* YOUR INSTRUCTIONS: Could you copy all of the records below exactly as they appear?

* INFORMATION GIVEN:
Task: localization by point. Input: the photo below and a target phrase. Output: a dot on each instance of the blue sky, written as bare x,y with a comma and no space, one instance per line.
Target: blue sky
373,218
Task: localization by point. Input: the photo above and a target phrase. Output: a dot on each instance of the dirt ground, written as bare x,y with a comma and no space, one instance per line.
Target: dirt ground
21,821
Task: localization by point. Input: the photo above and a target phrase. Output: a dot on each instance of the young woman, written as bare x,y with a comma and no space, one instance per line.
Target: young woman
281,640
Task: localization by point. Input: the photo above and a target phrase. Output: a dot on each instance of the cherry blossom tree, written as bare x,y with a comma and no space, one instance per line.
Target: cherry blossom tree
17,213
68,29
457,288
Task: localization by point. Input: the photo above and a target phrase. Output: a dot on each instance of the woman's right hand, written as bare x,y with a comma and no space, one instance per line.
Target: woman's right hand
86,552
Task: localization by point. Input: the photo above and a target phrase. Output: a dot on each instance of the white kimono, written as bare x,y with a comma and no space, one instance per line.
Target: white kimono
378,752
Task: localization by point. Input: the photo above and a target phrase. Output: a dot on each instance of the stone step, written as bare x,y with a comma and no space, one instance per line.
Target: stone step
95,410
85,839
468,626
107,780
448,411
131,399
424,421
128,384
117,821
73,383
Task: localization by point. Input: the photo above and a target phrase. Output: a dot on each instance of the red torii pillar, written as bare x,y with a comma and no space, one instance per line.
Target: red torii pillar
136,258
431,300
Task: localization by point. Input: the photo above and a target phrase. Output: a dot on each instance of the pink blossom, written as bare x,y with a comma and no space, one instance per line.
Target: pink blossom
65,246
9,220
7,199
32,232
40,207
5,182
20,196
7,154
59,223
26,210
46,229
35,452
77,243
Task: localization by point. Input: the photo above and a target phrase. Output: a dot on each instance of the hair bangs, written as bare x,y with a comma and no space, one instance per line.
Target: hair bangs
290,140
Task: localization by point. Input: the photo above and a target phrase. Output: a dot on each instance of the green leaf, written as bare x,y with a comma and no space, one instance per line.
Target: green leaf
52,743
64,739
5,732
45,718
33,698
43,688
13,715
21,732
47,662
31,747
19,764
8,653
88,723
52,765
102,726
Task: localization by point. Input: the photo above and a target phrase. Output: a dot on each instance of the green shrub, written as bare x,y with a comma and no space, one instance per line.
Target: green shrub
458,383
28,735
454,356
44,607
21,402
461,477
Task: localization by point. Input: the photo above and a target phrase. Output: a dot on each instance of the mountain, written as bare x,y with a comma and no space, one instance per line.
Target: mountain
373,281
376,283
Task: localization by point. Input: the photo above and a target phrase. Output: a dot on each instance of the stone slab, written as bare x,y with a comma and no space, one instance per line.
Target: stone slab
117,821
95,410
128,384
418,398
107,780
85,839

* RESPONSE AREA:
Task: localization by point. Input: the photo below and a target phrase. Output: a dot on each instance of the blue sky, written as bare x,y with a comma and no space, one instance per line.
Target: blue sky
373,218
Task: localization by point. Input: the photo above and a target phrase. Output: a dot on each instance of the dirt ground, written as bare x,y with a comma and no space, one instance per line.
Target: dirt ground
21,821
Task: localization by point. Input: the photo above and a target phrase. Output: a dot on each instance of the young woman, written as bare x,y with a comma and no space, one instance per line.
Target: young woman
281,640
Task: localization by point. Input: the photo above and a target phrase. Output: a dot on each instance of the cherry blossom tree, written as bare x,y with a comma and no space, one instance per line.
Target: cherry blossom tree
17,213
68,29
457,288
Task: localization by point. Input: the photo above and a target phrase. Output: a dot on each instance of the woman's right hand, written as bare x,y with a comma and no space, one instance per line.
Target: woman's right hand
86,552
Task: localization by point. Input: the photo above and a target phrase. Output: a dot on each instance of the white kimono, written as bare x,y with a comma and no space, one instance per line.
Target: white kimono
378,752
Task: localization by point. Input: the photo above and a target phrase. Output: a dot on each instance of the stone step, written as bare x,y with a comma and no space, one instance per line.
Target: stone step
95,410
85,839
468,626
107,780
448,411
131,399
424,421
128,384
117,821
73,383
Task: localization by point. Input: the photo above and a target phrase. Output: a dot on each instance of the red torii pillar, written as bare x,y with a comma and no space, one instance per line.
Target: red torii pillar
136,258
431,300
Task: localization by point. Input: the photo above and a target phrase. Output: a dot on each instance of the pink blossom, written as bare x,y with a comma and no space, one instance per line.
Target: pink blossom
65,246
9,220
7,199
32,232
40,207
5,182
20,196
7,154
59,223
26,210
46,229
35,452
77,243
Task: localization by point. Input: the photo above and a target phrase. Output: a dot on each instance of the hair bangs, written as bare x,y with a comma and no space, one instance per line.
Target: hair bangs
290,140
Task: localization by point. Input: the photo above and a target phrase. Output: a dot on each instance of the green leaf, written as bare x,y with a comma and no space, one instance per line.
Target: green leaf
52,743
64,739
5,732
45,718
33,698
43,688
13,715
21,732
47,662
31,747
19,764
8,653
88,723
52,765
102,726
Task: localization by point. Input: the photo above and a target phrase. Output: a dot on each instance of the green shrub, written as bare x,y with a comma and no space, one instance per line.
Target: green shrub
458,383
28,735
454,356
44,607
21,402
461,477
Task: localization by point. Input: the photo above and a target phrase. Output: a dot on each instance of the mountain, written as bare x,y with a comma and no space, one instance per line.
Target: mountain
373,281
376,283
Task: localization by point. Input: the photo above and a target phrase. Output: a dot on each instance of the stone slab, written as bare x,y with a comma and no space, one instance per line.
Target: stone slab
117,821
95,410
128,384
418,398
107,780
85,839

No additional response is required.